==== DATA EXCERPTS
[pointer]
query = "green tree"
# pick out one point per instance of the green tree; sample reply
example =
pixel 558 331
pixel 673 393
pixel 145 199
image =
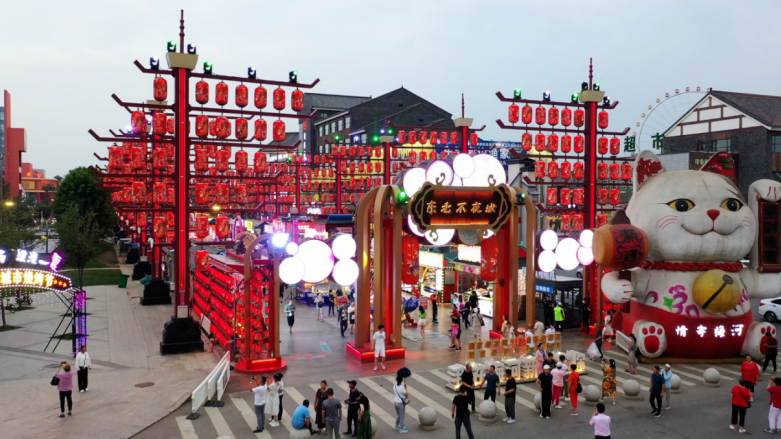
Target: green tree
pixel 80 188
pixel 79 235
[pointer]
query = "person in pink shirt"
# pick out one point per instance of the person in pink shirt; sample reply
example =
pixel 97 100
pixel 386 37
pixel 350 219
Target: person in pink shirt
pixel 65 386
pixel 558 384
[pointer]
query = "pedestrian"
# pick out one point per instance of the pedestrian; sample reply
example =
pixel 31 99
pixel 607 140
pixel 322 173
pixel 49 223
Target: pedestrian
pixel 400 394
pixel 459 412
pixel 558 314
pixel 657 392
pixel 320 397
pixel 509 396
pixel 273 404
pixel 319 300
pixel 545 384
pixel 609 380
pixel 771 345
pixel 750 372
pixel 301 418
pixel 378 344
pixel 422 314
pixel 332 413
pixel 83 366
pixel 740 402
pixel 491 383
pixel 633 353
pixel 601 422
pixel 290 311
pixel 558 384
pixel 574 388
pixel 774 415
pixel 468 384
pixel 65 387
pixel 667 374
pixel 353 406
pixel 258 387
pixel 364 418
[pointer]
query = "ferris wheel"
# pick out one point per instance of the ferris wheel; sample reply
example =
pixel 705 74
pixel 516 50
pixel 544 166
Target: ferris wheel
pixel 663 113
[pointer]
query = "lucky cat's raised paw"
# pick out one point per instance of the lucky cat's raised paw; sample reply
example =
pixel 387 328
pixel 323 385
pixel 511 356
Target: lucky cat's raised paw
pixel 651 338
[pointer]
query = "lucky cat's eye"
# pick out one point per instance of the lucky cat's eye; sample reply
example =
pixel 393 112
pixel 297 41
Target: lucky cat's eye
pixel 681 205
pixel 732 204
========
TO BE DONE:
Copy the whole listing again, putting "model answer" wherever "sample reply" occurs and leaving everything else the same. Leave out the pictures.

TASK SOLUTION:
[pointer]
query = "green tree"
# pick out one point per instance of the green tree; model answer
example =
pixel 558 331
pixel 673 393
pixel 145 199
image =
Target: green tree
pixel 80 188
pixel 79 235
[pointer]
query = "person in pink shirt"
# pick out one point per instance of the person in pink shirt; model answer
example =
pixel 97 100
pixel 386 37
pixel 350 219
Target: person in pink shirt
pixel 65 386
pixel 558 384
[pointer]
query = "pedestrian"
# pick out one point per instance of the pedestrian; model answer
example =
pixel 31 99
pixel 607 140
pixel 322 173
pixel 49 223
Target: pedestrian
pixel 400 394
pixel 459 412
pixel 558 314
pixel 657 392
pixel 320 397
pixel 509 396
pixel 273 404
pixel 319 300
pixel 545 384
pixel 609 380
pixel 771 345
pixel 750 372
pixel 301 418
pixel 378 344
pixel 422 314
pixel 332 413
pixel 83 366
pixel 740 402
pixel 491 383
pixel 633 353
pixel 601 422
pixel 290 311
pixel 558 384
pixel 574 388
pixel 774 415
pixel 468 384
pixel 65 387
pixel 667 374
pixel 353 406
pixel 258 387
pixel 364 418
[pointer]
query = "ferris wheel"
# pick out one point per instance of the ferris wheel; model answer
example =
pixel 705 74
pixel 516 50
pixel 544 166
Target: ferris wheel
pixel 663 113
[pointer]
query = "lucky cat's raised paw"
# pick out one point per instance of the lucky cat's raised paw; model answer
example =
pixel 387 328
pixel 323 385
pixel 511 356
Target: lucky cat's raised paw
pixel 651 338
[pointer]
query = "lucky cat's eye"
# pick out one point per instance of the lucky cat's eye; model answer
example =
pixel 393 112
pixel 297 41
Target: lucky cat's eye
pixel 681 205
pixel 732 204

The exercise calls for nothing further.